* GEËXTRAHEERDE TEKST
Na dat hy drie maanden geteekend had (bewys van snedige opmerking en groot vernuft, dat hem dus veer by zig zelven had doen vorderen) stelde hem zyn onderwyzer aan 't schilderen, waar in hy in twee jaren zoo veer vorderde dat hy met zyne Ouders 1653 naar huis toe keerden, daar hy de Konst onder handleiding zyns Broeders voort oeffende, zoo veer dat hy eerst te Ments, te gelyk met zyn Broeder voor de Kloosterlingen heeft geschildert; daar na door de Landgraaf van Hessen ontboden, schilderden zy drie agter een volgende jaren te Ryntveld, daar onze Theodoor inzonderheid zig naarstig en onophoudelyk oeffende in de Konst, zonder zig door de vermaaken van 't Hofleven te laten aftrekken van zyne oeffeningen.
Als nu zyn oudste Broeder zig in den jare 1657 in den egten staat begeven had, vertrok onze Roos in 't volgende jaar naar Manheim, daar hy de Colonellen van drie Borger Regimenten met hunne Hopmannen naar 't leven afmaalde; welk stuk aldaar op 't Raadhuis nog te zien is.

* GETOONDE GEGEVENS
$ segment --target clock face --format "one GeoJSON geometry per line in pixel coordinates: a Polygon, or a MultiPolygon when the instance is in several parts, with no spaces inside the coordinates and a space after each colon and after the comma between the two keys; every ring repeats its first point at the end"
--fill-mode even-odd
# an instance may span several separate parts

* OPDRACHT
Herhaal letterlijk het stuk uit de tekst over Theodoor Roos hierboven, vanaf "Als nu zyn oudste" tot en met "te zien is.".

* ANTWOORD
Als nu zyn oudste Broeder zig in den jare 1657 in den egten staat begeven had, vertrok onze Roos in 't volgende jaar naar Manheim, daar hy de Colonellen van drie Borger Regimenten met hunne Hopmannen naar 't leven afmaalde; welk stuk aldaar op 't Raadhuis nog te zien is.